- **THE TASK**: Each of the records that follow needs an exact reproduction.

- **PROVIDED DATA**:
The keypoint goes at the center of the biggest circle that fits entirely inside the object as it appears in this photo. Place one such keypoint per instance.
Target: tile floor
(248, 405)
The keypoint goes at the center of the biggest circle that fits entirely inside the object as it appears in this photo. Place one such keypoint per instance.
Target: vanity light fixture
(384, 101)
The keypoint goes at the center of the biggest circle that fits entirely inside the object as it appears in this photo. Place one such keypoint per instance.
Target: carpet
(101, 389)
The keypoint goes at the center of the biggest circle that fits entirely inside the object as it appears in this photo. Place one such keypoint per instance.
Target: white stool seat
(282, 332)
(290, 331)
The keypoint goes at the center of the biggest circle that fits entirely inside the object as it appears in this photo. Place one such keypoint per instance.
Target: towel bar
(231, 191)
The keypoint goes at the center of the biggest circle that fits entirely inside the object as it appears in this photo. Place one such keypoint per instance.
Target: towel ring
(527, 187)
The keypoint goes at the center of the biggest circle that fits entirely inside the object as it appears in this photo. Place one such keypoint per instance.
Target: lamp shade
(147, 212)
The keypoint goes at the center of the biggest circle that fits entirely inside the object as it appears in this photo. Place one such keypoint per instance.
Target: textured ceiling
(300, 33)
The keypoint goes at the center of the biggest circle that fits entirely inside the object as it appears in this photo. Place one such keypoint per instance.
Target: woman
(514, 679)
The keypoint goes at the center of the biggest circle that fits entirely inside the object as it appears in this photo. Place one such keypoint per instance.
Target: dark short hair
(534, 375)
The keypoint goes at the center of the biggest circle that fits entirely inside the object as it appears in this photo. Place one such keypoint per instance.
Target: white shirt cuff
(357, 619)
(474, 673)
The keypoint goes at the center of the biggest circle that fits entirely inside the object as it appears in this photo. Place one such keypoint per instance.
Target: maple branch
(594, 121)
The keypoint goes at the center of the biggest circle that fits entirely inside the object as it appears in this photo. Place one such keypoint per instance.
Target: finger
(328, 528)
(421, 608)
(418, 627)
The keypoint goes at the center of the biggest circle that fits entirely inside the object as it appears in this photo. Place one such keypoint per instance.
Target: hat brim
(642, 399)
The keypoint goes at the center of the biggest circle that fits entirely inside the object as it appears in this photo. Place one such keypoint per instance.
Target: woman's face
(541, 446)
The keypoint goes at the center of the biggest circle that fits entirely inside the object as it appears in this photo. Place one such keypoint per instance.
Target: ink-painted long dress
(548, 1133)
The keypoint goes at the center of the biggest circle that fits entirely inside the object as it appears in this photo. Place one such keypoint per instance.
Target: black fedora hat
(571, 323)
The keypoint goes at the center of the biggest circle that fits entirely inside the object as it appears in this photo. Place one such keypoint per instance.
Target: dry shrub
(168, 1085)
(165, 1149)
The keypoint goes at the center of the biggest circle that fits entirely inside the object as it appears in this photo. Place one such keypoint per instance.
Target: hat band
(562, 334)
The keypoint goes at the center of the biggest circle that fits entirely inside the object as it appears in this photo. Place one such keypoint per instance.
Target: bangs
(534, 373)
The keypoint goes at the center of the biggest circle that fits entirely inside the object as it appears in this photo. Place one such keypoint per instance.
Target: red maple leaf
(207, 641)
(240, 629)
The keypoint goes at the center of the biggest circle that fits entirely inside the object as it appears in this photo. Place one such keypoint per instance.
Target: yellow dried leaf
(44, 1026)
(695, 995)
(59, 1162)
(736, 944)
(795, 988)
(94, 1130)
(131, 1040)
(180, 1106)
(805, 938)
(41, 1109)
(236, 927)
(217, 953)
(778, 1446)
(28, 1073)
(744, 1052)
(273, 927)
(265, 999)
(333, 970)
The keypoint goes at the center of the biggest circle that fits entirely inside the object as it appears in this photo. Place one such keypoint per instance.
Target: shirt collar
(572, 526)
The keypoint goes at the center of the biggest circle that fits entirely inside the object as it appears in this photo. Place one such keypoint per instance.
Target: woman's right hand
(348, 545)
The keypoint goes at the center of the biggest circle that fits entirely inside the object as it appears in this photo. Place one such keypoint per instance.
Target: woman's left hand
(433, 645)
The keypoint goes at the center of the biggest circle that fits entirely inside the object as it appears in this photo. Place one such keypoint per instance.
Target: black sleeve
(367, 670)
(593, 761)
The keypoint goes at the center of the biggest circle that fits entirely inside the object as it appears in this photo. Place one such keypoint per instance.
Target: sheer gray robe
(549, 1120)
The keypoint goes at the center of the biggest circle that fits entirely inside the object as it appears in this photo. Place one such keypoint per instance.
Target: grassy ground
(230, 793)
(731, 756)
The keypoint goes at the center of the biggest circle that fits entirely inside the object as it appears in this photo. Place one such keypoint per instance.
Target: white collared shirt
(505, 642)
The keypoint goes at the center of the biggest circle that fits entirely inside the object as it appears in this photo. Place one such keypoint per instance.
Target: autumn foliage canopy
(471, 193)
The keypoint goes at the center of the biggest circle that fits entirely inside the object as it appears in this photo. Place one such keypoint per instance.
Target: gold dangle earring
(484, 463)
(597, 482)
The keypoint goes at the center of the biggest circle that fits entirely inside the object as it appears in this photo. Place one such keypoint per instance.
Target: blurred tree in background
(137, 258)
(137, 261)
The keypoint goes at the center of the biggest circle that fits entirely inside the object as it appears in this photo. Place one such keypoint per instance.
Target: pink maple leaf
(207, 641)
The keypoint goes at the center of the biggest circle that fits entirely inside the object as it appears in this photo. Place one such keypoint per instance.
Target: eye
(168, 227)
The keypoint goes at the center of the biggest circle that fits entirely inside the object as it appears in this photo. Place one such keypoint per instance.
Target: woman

- **FINAL ANSWER**:
The keypoint goes at the center of the biggest circle that fits entirely inside the object as it appears in this photo. Place one such keypoint per instance.
Target: tile floor
(248, 405)
The keypoint goes at the center of the biggest circle that fits entirely inside the object as it appears in this photo. Place one such keypoint per instance.
Target: vanity light fixture
(384, 101)
The keypoint goes at the center of the biggest circle that fits entirely inside the object as it appears in this photo. Place one such keypoint per instance.
Target: carpet
(101, 389)
The keypoint goes at the center of the biggest circle that fits entirely inside the object as it appears in this photo. Place one such keypoint per instance.
Target: white stool seat
(282, 332)
(290, 331)
The keypoint goes at the center of the biggest circle that fits entirely inside the object as it appears in this photo. Place one such keypoint per instance.
Target: towel bar
(231, 191)
The keypoint goes at the center of the biggest circle that fits entirely inside the object as it appears in this photo. Place one such keypoint per instance.
Target: towel ring
(527, 187)
The keypoint goes at the center of the biggest circle that fits entirely inside the object as it appears in this photo. Place one such keypoint per instance.
Target: lamp shade
(147, 212)
The keypoint goes at the center of the biggest circle that fits entirely inside the object as it appears in this photo. Place one such keypoint per instance.
Target: textured ceiling
(300, 33)
The keypoint goes at the center of the biggest circle that fits entirely inside the object as it appears in this photo. Place one such keypoint per instance.
Target: woman
(514, 679)
The keypoint goes at the center of the biggest circle that fits entirely inside the object as it appears in this photo. Place one such keypoint per instance.
Target: dark short hair
(534, 375)
The keypoint goes at the center of the biggest circle that fits entirely inside the object as it appears in this photo. Place one such keypoint per instance.
Target: white shirt cuff
(357, 619)
(474, 673)
The keypoint goes at the center of the biggest circle that fits entirely inside the object as it appears in this photo. Place one such keypoint per instance.
Target: maple branch
(594, 121)
The keypoint goes at the center of the biggest circle that fits entirely inside the object as it appears in this photo. Place one such keypoint per instance.
Target: finger
(328, 528)
(421, 608)
(418, 627)
The keypoint goes at the center of the biggest circle that fits entirely inside the object as it appears in this photo. Place one such keypoint per instance.
Target: hat brim
(642, 399)
The keypoint goes at the center of the biggest circle that fits entirely inside the object as it appears in this photo. Place one such keypoint per instance.
Target: woman's face
(541, 446)
The keypoint goes at the center of the biggest circle that fits entirely inside the object as it appears in this photo. Place one such keypoint per instance.
Target: ink-painted long dress
(548, 1133)
The keypoint goes at the center of the biggest circle that fits entirely inside the object as it appears in this photo. Place one such keypoint per instance.
Target: black fedora hat
(571, 323)
The keypoint goes at the center of the biggest circle that fits entirely inside the object as it appears in this photo. Place one such keypoint per instance.
Target: dry shrub
(168, 1085)
(165, 1149)
The keypoint goes at the center of the biggest circle that fits entirely inside the object as it appears in this photo. Place one such keypoint per instance.
Target: hat band
(562, 334)
The keypoint goes at the center of the biggest circle that fits entirely inside the object as it appears in this photo. Place one such keypoint per instance.
Target: bangs
(534, 373)
The keypoint goes at the center of the biggest circle that fits entirely inside the object as it appears in this photo. Place one such keypoint per instance.
Target: red maple leaf
(207, 641)
(240, 629)
The keypoint goes at the center of the biggest circle that fits entirely inside the object as it appears in this photo. Place one such keypoint per instance.
Target: yellow dried leaf
(44, 1026)
(695, 995)
(59, 1162)
(736, 944)
(795, 988)
(94, 1130)
(131, 1040)
(180, 1106)
(805, 938)
(41, 1109)
(236, 927)
(217, 953)
(778, 1446)
(28, 1073)
(744, 1052)
(273, 927)
(265, 999)
(333, 970)
The keypoint goes at the center of the biggest circle that fits entirely inside the object as it appears in this photo. Place one such keypoint per instance.
Target: shirt collar
(572, 526)
The keypoint goes at the center of the biggest circle that fits entirely inside the object as it appears in this photo. Place one such keypoint per instance.
Target: woman's right hand
(348, 545)
The keypoint goes at the center of the biggest circle that fits entirely inside the object as it appears in this photo. Place one such keypoint per instance.
Target: woman's left hand
(433, 645)
The keypoint goes at the center of the biggest circle that fits entirely inside the object as it appears in this photo. Place one such keypoint per instance.
Target: black sleeve
(367, 670)
(593, 761)
The keypoint goes at the center of the biggest circle that fits entirely inside the object as it appears in this photo. Place one such keypoint per instance.
Target: sheer gray robe
(549, 1120)
The keypoint goes at the center of the biggest circle that fits entirely inside the object as it appears in this photo. Place one such keypoint per instance.
Target: grassy ground
(230, 793)
(731, 756)
The keypoint goes at the center of the biggest circle that fits entirely inside the object as it appears in this photo. Place one such keypoint per instance.
Target: white collared shirt
(505, 642)
The keypoint goes at the center of the biggest circle that fits entirely inside the object as it appears in this photo. Place one such keypoint per instance.
Target: autumn foliage canopy
(471, 193)
The keypoint goes at the center of the biggest circle that fits entirely inside the object as it appears in this photo. Place one such keypoint per instance.
Target: gold dangle earring
(484, 463)
(597, 482)
The keypoint goes at the center of the biggest circle that fits entirely inside the object as it appears in this photo. Place one such keypoint per instance.
Target: blurred tree in background
(137, 258)
(137, 261)
The keypoint goes at the center of the biggest circle that fits entirely inside the object as it appears in this photo. Place one such keypoint per instance.
Target: pink maple leaf
(207, 641)
The keypoint goes at the center of the biggest circle that fits entirely inside the object as it appears in this photo. Place one such keypoint per instance.
Target: eye
(168, 227)
The keypoint goes at the center of the biggest circle that fits entirely inside the object as it appears in this photo. Place one such keypoint per instance.
Target: woman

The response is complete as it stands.